Point localization data:
* * * * * * * * *
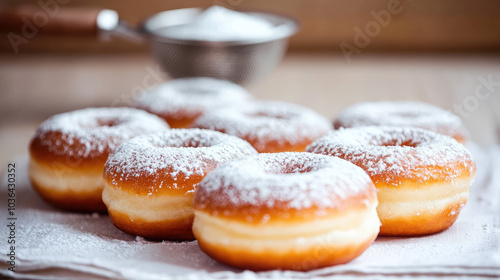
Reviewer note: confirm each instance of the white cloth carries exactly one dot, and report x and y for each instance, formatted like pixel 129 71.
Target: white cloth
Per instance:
pixel 51 244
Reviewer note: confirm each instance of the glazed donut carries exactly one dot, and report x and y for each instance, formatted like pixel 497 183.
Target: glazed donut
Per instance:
pixel 403 114
pixel 293 211
pixel 422 177
pixel 181 101
pixel 270 127
pixel 150 180
pixel 68 152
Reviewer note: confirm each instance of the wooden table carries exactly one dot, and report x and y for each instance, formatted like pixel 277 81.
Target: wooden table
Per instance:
* * * * * * * * *
### Work instruction
Check each line of the entries above, and show every one holding the word "confirm".

### Solution
Reviewer note: confirm each instance of the white cloth carries exactly one dot, and report x and y for each instance, formatted like pixel 129 71.
Reviewer note: confirm each instance of the glazed donut carries exactly one dot, and report x and y for each instance, formatted like pixel 497 183.
Reviewer note: confirm each instance of the wooden table carries exactly one dot, and report x and y for each instance, formatted like pixel 277 81.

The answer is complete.